Work required: Count how many lines of the records contain the string "negative". Reply with the number alone.

Segmentation mask data:

+++++

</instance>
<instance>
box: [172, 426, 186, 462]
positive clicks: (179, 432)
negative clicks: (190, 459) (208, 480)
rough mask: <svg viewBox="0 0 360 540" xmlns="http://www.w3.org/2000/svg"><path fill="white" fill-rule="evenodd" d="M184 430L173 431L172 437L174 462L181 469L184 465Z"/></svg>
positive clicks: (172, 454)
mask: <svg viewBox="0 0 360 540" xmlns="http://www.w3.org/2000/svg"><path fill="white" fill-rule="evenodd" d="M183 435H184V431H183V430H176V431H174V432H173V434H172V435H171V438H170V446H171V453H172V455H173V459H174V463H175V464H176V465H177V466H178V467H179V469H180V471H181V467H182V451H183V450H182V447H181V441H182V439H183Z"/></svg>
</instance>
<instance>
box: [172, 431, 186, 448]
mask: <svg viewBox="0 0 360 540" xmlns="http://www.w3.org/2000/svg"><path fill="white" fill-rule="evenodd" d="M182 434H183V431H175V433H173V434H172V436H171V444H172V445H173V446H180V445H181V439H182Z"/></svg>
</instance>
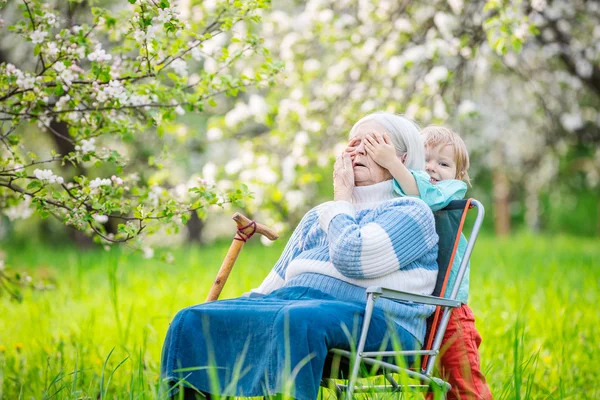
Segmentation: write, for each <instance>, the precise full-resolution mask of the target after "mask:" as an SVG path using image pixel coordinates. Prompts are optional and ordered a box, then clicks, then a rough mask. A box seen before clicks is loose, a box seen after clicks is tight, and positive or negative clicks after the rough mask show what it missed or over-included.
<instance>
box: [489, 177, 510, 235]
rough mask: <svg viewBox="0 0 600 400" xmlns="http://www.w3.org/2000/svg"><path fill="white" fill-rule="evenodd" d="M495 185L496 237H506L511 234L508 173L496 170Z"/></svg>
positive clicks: (494, 196)
mask: <svg viewBox="0 0 600 400" xmlns="http://www.w3.org/2000/svg"><path fill="white" fill-rule="evenodd" d="M492 179H493V185H494V189H493V190H494V226H495V230H496V235H498V236H506V235H508V234H509V233H510V208H509V206H510V204H509V201H508V200H509V199H508V196H509V192H510V191H509V184H508V178H507V176H506V172H505V171H504V170H503V169H500V168H498V169H496V170H494V173H493V178H492Z"/></svg>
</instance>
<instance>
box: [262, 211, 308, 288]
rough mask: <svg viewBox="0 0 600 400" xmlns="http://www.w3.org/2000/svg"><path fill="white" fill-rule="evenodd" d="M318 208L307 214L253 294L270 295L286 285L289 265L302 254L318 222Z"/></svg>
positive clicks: (305, 214) (307, 213)
mask: <svg viewBox="0 0 600 400" xmlns="http://www.w3.org/2000/svg"><path fill="white" fill-rule="evenodd" d="M318 215H319V213H318V207H316V208H313V209H312V210H310V211H309V212H307V213H306V214H305V215H304V217H302V220H301V221H300V223H299V224H298V226H297V227H296V229H295V230H294V232H293V233H292V236H291V237H290V240H288V242H287V244H286V245H285V249H284V250H283V253H282V254H281V256H280V257H279V260H277V262H276V263H275V266H273V269H272V270H271V272H269V275H267V277H266V278H265V279H264V281H263V282H262V283H261V285H260V286H259V287H258V288H257V289H252V292H253V293H257V292H258V293H263V294H269V293H271V292H272V291H273V290H276V289H279V288H281V287H282V286H283V284H284V283H285V272H286V270H287V267H288V265H289V263H290V262H291V261H292V260H293V259H294V258H296V257H297V256H298V254H300V253H301V252H302V247H303V239H304V238H305V237H306V235H307V233H308V231H309V230H310V228H311V227H312V226H313V225H314V224H315V223H316V222H317V218H318Z"/></svg>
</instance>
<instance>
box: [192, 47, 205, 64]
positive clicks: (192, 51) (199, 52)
mask: <svg viewBox="0 0 600 400" xmlns="http://www.w3.org/2000/svg"><path fill="white" fill-rule="evenodd" d="M190 54H191V55H192V58H193V59H194V60H196V61H201V60H202V51H201V50H200V48H199V47H198V46H196V47H194V48H193V49H192V51H191V52H190Z"/></svg>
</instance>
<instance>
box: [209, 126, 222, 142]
mask: <svg viewBox="0 0 600 400" xmlns="http://www.w3.org/2000/svg"><path fill="white" fill-rule="evenodd" d="M222 137H223V131H221V130H220V129H219V128H210V129H209V130H207V131H206V139H208V141H209V142H214V141H216V140H219V139H221V138H222Z"/></svg>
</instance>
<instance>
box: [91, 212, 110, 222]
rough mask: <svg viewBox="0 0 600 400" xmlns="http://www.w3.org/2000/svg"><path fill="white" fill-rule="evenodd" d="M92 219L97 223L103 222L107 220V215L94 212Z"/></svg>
mask: <svg viewBox="0 0 600 400" xmlns="http://www.w3.org/2000/svg"><path fill="white" fill-rule="evenodd" d="M94 220H95V221H96V222H98V223H99V224H104V223H106V222H108V215H100V214H94Z"/></svg>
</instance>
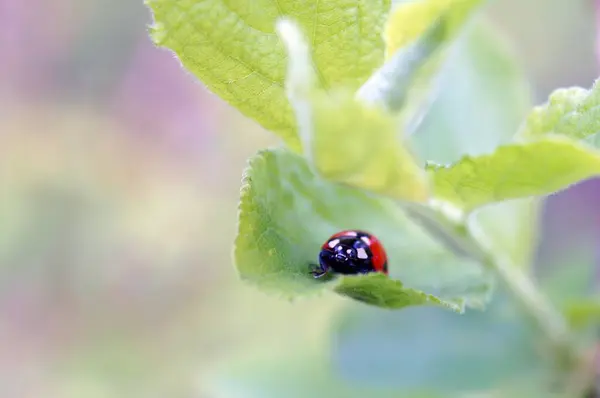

+++++

Response to this exercise: 2